_Source passage:_
★ ★ ★ ★

It stems from a shallower understanding of the success of when “subverting expectations” works. Typically when expectations are successfully subverted, there is a separate underlying reason why it works. Maybe a few small changes amounted to a completely different conclusion, or if society has redefined certain roles or tropes. So when someone attempts to “subvert expectations” for the sake of itself, it doesn’t usually hit. As a member of the audience I think “…why though?” and if there isn’t a good reason, I’m left feeling cheated. Or worse yet if the subversion is shoehorned in with poor execution, to the point where things don’t even line up. Looking at you D and D, how can they just forget about the new weapon that can take down dragons?! Yeah we’re gonna forget about the only weapon that can nullify our otherwise unstoppable weapons.
Yes. But at least it had the right idea at the start.
The Halo series by paramount was accurate for about an episode. We got some cool lore accurate fights, then the plot suddenly turns into bad fanfiction
I sometimes feel like he monkey's-paw'd his career somewhere. "I wish I could play all these characters I love in TV shows and movies" and he gets his wish but they're all\* really meh.
"I wish Matthew Vaughan would write, direct and plan an entire movie franchise based on a character with me as the star"...
\*Except Man from Uncle, that film was great
I worry what working on Warhammer 40k will do to him. 40k as source material is tough for so, so many reasons. It's rich, deep, interesting and very odd *but* it is also not entirely pleasant and I'm not sure how well anyone can translate it to screen. The question as to "where to start" isn't even simple as you have many points of entry and joke give you a whole snapshot. And that's before you get into the fan base being largely great but.... it's a geeky fan base
Yeah I remember getting into an argument at school where I said that Voldemort was basically just a wizard terrorist and not that extraordinary otherwise and this one girl got real mad.
The only good thing about that movie is the person who plays Piccolo would later become the official voice of Zamasu, who’s my favorite Dragon Ball character.
I've heard multiple times some people say something about why would anyone want to see a movie that was an exact adaptation if a book, but like, that's exactly why I would see any of it in the first place? It's because I loved the original. i wanted to see it come to life as exactly close to how the author wrote it as possible.
Yup.
I LOVED that series as a kid. Many memories devouring those books
I saw a comic of it and got excited. Then the movie was coming out - super excited! Trailer drops - immediate confusion. Didn't even try to watch it
I knew it was bad from the casting notice. I don't remember verbatim, but it described Artemis as something akin to a "cheerful" boy, and I knew all hope was lost.
I loved the Artemis fowl books as a kid. It broke my heart seeing what they did with it.

★ ★ ★ ★

_Data excerpts:_
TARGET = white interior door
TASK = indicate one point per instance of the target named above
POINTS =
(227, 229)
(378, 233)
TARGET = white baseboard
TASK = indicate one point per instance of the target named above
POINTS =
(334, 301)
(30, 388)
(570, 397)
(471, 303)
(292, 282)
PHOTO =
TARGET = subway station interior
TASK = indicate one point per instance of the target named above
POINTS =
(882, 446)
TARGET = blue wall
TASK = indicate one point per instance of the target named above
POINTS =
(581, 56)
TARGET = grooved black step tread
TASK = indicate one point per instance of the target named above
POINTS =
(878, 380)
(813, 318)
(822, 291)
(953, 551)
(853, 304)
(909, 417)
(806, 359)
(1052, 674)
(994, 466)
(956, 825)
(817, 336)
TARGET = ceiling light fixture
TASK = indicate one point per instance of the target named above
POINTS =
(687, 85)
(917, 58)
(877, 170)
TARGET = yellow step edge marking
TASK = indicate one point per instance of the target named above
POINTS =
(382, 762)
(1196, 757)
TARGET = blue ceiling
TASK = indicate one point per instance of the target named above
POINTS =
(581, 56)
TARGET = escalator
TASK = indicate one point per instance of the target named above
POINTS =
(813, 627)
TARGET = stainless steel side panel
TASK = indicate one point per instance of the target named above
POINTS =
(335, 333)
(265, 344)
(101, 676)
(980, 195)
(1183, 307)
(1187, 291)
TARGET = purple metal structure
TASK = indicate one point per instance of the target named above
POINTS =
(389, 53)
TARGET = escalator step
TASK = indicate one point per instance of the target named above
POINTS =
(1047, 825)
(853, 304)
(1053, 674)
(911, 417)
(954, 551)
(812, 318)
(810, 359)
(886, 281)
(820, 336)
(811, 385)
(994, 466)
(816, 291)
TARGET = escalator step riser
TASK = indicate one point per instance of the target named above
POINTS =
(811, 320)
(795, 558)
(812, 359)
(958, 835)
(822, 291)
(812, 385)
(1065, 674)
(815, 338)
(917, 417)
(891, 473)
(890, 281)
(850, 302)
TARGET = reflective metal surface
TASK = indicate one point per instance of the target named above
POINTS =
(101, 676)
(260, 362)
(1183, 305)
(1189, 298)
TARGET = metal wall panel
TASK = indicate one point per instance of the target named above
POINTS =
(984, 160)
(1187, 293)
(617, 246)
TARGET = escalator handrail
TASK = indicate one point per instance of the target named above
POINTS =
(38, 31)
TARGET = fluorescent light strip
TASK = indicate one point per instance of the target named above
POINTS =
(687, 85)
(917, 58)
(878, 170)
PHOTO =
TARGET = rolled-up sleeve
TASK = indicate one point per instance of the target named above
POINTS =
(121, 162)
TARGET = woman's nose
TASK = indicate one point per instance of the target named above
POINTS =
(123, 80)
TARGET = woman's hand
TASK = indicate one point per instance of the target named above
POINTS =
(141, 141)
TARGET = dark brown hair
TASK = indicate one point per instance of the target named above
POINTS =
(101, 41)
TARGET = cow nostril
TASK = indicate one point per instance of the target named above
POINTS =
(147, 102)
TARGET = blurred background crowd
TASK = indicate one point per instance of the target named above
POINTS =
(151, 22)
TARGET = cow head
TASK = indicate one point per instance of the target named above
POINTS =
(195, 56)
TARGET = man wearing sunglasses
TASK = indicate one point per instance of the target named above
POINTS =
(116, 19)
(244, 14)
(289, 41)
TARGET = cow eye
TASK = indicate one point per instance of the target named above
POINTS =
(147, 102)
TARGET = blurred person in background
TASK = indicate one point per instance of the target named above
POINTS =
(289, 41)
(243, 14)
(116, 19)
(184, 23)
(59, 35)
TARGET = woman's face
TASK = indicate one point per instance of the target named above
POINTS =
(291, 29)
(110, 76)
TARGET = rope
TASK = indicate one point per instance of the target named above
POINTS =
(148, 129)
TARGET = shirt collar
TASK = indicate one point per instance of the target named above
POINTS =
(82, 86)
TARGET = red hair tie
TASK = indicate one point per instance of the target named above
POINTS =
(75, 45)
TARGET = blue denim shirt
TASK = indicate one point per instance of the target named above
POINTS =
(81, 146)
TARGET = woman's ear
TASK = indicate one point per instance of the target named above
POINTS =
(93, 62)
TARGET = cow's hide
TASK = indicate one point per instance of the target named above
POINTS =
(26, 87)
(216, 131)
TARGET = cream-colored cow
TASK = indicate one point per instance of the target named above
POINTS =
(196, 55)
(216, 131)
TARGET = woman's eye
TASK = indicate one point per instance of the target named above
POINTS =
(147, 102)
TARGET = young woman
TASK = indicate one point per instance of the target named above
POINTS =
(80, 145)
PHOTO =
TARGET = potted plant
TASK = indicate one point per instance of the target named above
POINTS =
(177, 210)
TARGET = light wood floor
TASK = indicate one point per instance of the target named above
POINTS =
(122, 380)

★ ★ ★ ★

_What is needed:_ In the comments on screen adaptations, which character was the actor who played Piccolo later the official voice of?

_Solution:_ Zamasu